(Extracted records)
— START —

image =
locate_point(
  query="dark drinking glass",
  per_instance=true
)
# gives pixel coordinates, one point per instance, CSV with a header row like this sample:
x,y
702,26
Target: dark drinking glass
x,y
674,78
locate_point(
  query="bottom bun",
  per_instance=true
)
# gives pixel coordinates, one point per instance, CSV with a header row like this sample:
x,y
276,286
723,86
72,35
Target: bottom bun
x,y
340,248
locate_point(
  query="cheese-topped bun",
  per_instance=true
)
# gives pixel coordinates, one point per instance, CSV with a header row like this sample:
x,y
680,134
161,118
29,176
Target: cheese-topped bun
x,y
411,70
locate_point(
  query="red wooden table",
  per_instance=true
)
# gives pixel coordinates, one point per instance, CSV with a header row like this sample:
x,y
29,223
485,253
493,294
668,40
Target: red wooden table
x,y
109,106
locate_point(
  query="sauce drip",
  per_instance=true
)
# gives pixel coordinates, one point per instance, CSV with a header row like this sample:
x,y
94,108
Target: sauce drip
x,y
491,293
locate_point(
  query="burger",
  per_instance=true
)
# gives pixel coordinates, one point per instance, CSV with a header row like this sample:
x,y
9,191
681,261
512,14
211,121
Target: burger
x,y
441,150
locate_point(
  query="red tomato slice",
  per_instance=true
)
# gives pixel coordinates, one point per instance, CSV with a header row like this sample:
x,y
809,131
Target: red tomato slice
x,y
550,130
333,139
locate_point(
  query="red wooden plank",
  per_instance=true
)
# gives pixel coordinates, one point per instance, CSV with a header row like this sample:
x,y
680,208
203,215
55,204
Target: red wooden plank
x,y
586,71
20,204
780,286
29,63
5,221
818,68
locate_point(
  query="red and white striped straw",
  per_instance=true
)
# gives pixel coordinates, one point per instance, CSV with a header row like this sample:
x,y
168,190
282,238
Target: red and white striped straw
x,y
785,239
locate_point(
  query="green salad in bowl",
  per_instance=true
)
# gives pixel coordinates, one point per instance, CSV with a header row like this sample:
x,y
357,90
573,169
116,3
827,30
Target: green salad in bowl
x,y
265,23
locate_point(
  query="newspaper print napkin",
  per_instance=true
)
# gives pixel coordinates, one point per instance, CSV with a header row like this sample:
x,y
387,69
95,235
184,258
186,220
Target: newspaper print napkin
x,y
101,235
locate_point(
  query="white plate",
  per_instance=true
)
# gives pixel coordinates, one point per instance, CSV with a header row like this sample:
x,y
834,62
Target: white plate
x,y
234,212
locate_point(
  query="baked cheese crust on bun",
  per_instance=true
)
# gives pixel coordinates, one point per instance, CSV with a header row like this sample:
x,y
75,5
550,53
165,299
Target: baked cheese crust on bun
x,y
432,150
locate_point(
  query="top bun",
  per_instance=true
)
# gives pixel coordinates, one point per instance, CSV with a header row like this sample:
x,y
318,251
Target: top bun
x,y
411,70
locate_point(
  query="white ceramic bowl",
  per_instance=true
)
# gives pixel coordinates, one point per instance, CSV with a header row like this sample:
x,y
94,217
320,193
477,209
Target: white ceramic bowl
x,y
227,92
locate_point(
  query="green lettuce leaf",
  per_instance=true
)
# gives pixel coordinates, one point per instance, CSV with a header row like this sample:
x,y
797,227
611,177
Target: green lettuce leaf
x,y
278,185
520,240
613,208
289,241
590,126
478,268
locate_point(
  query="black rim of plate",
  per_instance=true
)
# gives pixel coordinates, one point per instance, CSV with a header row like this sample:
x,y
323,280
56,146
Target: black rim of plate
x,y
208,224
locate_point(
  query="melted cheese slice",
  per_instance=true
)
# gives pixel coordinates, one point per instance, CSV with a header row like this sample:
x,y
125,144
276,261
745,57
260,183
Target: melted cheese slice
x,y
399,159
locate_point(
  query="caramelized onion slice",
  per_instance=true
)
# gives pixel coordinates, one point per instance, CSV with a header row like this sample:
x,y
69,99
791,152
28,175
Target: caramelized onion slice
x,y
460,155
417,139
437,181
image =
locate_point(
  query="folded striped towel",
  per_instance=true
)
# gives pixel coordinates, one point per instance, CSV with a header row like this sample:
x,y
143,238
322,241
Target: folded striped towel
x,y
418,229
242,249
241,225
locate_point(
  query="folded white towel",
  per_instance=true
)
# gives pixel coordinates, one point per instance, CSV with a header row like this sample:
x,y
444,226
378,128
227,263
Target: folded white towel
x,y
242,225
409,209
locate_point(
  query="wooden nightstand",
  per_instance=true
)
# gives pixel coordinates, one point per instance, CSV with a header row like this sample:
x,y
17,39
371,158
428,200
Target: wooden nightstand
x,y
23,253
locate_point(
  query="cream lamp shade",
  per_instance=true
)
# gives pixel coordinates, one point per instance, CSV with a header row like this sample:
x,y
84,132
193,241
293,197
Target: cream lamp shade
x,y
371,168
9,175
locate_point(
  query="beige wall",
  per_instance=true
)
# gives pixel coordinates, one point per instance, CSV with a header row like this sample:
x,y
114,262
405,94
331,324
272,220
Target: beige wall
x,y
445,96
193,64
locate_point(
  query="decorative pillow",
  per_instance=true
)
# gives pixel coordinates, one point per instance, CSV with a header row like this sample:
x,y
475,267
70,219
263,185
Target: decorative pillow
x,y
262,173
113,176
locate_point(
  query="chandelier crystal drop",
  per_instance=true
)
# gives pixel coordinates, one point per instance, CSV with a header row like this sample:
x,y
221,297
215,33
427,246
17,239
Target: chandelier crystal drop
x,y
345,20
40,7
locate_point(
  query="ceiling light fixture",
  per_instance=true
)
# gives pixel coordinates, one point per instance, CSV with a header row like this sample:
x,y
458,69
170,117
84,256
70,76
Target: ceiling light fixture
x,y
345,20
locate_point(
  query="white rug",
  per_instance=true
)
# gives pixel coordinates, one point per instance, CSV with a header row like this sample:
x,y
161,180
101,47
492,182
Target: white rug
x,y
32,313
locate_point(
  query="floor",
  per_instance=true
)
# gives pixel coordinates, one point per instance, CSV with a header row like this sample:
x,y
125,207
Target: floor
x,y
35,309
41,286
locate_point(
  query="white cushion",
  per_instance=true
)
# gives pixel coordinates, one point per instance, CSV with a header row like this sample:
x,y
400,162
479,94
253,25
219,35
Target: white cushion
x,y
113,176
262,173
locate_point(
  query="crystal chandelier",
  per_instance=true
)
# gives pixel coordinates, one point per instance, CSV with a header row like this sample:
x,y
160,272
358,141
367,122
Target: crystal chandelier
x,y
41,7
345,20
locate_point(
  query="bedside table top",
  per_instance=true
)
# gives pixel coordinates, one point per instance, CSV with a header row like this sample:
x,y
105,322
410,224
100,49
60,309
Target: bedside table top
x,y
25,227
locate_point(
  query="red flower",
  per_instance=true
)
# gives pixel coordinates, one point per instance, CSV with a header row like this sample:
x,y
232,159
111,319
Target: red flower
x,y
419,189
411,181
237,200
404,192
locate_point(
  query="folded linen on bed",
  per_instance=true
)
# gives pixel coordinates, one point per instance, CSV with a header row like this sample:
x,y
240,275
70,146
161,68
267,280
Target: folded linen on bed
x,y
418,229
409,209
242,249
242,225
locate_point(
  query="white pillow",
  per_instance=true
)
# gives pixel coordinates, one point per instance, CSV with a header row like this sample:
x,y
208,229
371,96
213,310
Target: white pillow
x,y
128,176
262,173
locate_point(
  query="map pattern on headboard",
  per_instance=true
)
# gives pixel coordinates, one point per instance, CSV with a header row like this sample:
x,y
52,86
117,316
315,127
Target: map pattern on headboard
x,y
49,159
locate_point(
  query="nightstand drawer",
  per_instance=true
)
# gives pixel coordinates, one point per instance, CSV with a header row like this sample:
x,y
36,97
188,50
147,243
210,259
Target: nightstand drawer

— END —

- _STATED EXERCISE_
Give back the data above exactly as it appears.

- _EXERCISE RESPONSE_
image =
locate_point(
  query="dark drinking glass",
  per_instance=true
)
# gives pixel coordinates, one point per instance, CSV with a header row like this sample:
x,y
702,26
Target: dark drinking glass
x,y
674,78
locate_point(
  query="bottom bun",
  per_instance=true
)
# gives pixel coordinates, one point per instance, CSV with a header row like this sample:
x,y
276,286
723,86
72,35
Target: bottom bun
x,y
340,248
locate_point(
  query="cheese-topped bun",
  per_instance=true
)
# gives pixel coordinates, one point per instance, CSV with a header row like this sample:
x,y
680,134
161,118
29,176
Target: cheese-topped bun
x,y
411,70
locate_point(
  query="red wooden table",
  per_instance=true
)
# gives pixel coordinates, one point per instance, CSV with a header row like this sample:
x,y
29,223
485,253
493,294
668,40
Target: red wooden table
x,y
109,106
locate_point(
  query="sauce drip",
  per_instance=true
)
# gives pixel coordinates, one point per instance, CSV with a header row like this sample:
x,y
94,108
Target: sauce drip
x,y
491,293
locate_point(
  query="burger",
  per_instance=true
)
# gives pixel coordinates, one point per instance, CSV with a header row like this sample:
x,y
9,191
681,261
512,14
211,121
Target: burger
x,y
441,150
locate_point(
  query="red tomato slice",
  per_instance=true
)
# gives pixel coordinates, one point per instance, CSV with a header row like this sample:
x,y
809,131
Target: red tomato slice
x,y
550,130
333,139
locate_point(
  query="red wooden plank",
  per_instance=true
)
# gives pixel coordinates, one point per instance, CSV with a header row like this sample:
x,y
680,208
203,215
55,204
Target: red wooden plank
x,y
586,71
20,204
780,286
29,63
5,221
818,68
locate_point(
  query="red and white striped straw",
  per_instance=true
)
# gives pixel coordinates, one point per instance, CSV with a header row like this sample:
x,y
168,190
282,238
Target: red and white striped straw
x,y
785,239
locate_point(
  query="green salad in bowl",
  per_instance=true
)
# gives pixel coordinates, one point per instance, CSV with a header row like this sample:
x,y
357,90
573,169
116,3
827,30
Target: green salad in bowl
x,y
265,23
locate_point(
  query="newspaper print napkin",
  per_instance=true
)
# gives pixel coordinates, one point per instance, CSV with a header row like this sample:
x,y
387,69
95,235
184,258
186,220
Target: newspaper print napkin
x,y
101,235
locate_point(
  query="white plate",
  per_instance=true
)
# gives pixel coordinates, one point per instance, CSV with a header row like this sample:
x,y
834,62
Target: white plate
x,y
234,212
locate_point(
  query="baked cheese crust on bun",
  per_instance=true
)
# gives pixel coordinates, one point per instance, CSV with a header row like this sample:
x,y
75,5
550,53
165,299
Target: baked cheese crust on bun
x,y
432,150
locate_point(
  query="top bun",
  per_instance=true
)
# gives pixel coordinates, one point per instance, CSV with a header row like this sample:
x,y
318,251
Target: top bun
x,y
411,70
locate_point(
  query="white ceramic bowl",
  per_instance=true
)
# gives pixel coordinates, one point per instance, CSV with a header row like this sample:
x,y
94,217
320,193
477,209
Target: white ceramic bowl
x,y
227,92
locate_point(
  query="green lettuce leaf",
  per_instance=true
)
# gives pixel coordinates, one point per instance, CSV with a header row like this sample:
x,y
797,227
611,177
Target: green lettuce leaf
x,y
278,185
520,240
613,208
289,241
590,126
478,268
locate_point(
  query="black rim of plate",
  per_instance=true
)
# gives pixel coordinates, one point per instance, CSV with a header row like this sample:
x,y
323,280
56,146
Target: black rim of plate
x,y
208,224
locate_point(
  query="melted cheese slice",
  per_instance=true
)
# gives pixel coordinates, one point per instance, CSV with a header row like this sample:
x,y
125,144
276,261
745,57
260,183
Target: melted cheese slice
x,y
399,159
locate_point(
  query="caramelized onion slice",
  per_instance=true
)
# gives pixel coordinates, one point per instance, CSV with a header row like this sample:
x,y
69,99
791,152
28,175
Target: caramelized onion slice
x,y
460,155
417,139
437,181
image =
locate_point(
  query="folded striped towel",
  per_instance=true
)
# gives pixel coordinates, one point per instance, CSV with a header row like this sample:
x,y
143,238
322,241
Target: folded striped towel
x,y
418,229
242,249
241,225
locate_point(
  query="folded white towel",
  per_instance=true
)
# gives pixel coordinates, one point per instance, CSV with a header row like this sample:
x,y
444,226
378,128
227,263
Target: folded white towel
x,y
242,225
409,209
locate_point(
  query="wooden nightstand",
  per_instance=true
)
# gives pixel coordinates, one point per instance, CSV with a header row like this sample:
x,y
17,39
371,158
428,200
Target: wooden nightstand
x,y
23,253
locate_point(
  query="cream lamp shade",
  per_instance=true
)
# gives pixel coordinates, one point per instance, CSV with a header row like this sample:
x,y
84,132
193,241
293,197
Target: cream lamp shade
x,y
371,168
9,175
locate_point(
  query="beige wall",
  per_instance=true
)
# gives pixel coordinates, one point per instance, CSV with a header row like this sample:
x,y
114,262
405,94
331,324
272,220
Target: beige wall
x,y
445,96
193,64
locate_point(
  query="decorative pillow",
  per_instance=true
)
# gives pixel coordinates, one point per instance, CSV with a header row like this sample:
x,y
475,267
70,219
263,185
Target: decorative pillow
x,y
262,173
113,176
locate_point(
  query="chandelier crystal drop",
  per_instance=true
)
# gives pixel coordinates, one point per instance, CSV with a header row like this sample:
x,y
221,297
215,33
427,246
17,239
Target: chandelier crystal drop
x,y
345,20
40,7
locate_point(
  query="ceiling light fixture",
  per_instance=true
)
# gives pixel coordinates, one point per instance, CSV with a header row like this sample:
x,y
458,69
170,117
84,256
70,76
Target: ceiling light fixture
x,y
345,20
locate_point(
  query="white rug",
  per_instance=true
)
# gives pixel coordinates, one point per instance, CSV with a header row like this sample:
x,y
161,180
101,47
492,182
Target: white rug
x,y
32,313
locate_point(
  query="floor",
  per_instance=true
)
# gives pixel coordinates, one point per instance, CSV with a header row like this sample:
x,y
125,207
Target: floor
x,y
35,309
41,286
locate_point(
  query="white cushion",
  per_instance=true
)
# gives pixel coordinates, one point per instance, CSV with a header row like this sample:
x,y
400,162
479,94
253,25
219,35
Target: white cushion
x,y
113,176
262,173
locate_point(
  query="crystal chandelier",
  per_instance=true
)
# gives pixel coordinates, one point per instance, CSV with a header row like this sample:
x,y
160,272
358,141
367,122
Target: crystal chandelier
x,y
41,7
345,20
locate_point(
  query="bedside table top",
  per_instance=true
)
# gives pixel coordinates, one point per instance, CSV with a header row like this sample:
x,y
105,322
410,224
100,49
60,309
Target: bedside table top
x,y
25,227
locate_point(
  query="red flower",
  per_instance=true
)
# gives pixel coordinates, one point per instance, CSV with a header row like this sample:
x,y
232,159
111,319
Target: red flower
x,y
419,189
411,181
237,200
404,192
locate_point(
  query="folded linen on bed",
  per_instance=true
)
# gives pixel coordinates, one point per instance, CSV with a header row like this sample:
x,y
240,275
70,146
161,68
267,280
Target: folded linen on bed
x,y
418,229
409,209
242,249
242,225
locate_point(
  query="white pillow",
  per_instance=true
)
# gives pixel coordinates, one point per instance, CSV with a header row like this sample:
x,y
208,229
371,96
213,310
Target: white pillow
x,y
128,176
262,173
locate_point(
  query="map pattern on headboard",
  per_instance=true
)
# gives pixel coordinates, one point per instance, CSV with a header row like this sample:
x,y
52,86
117,316
315,127
Target: map pattern on headboard
x,y
49,159
locate_point(
  query="nightstand drawer",
  per_instance=true
)
# gives pixel coordinates, one point per instance, CSV with a header row like this sample:
x,y
36,97
188,50
147,243
210,259
Target: nightstand drawer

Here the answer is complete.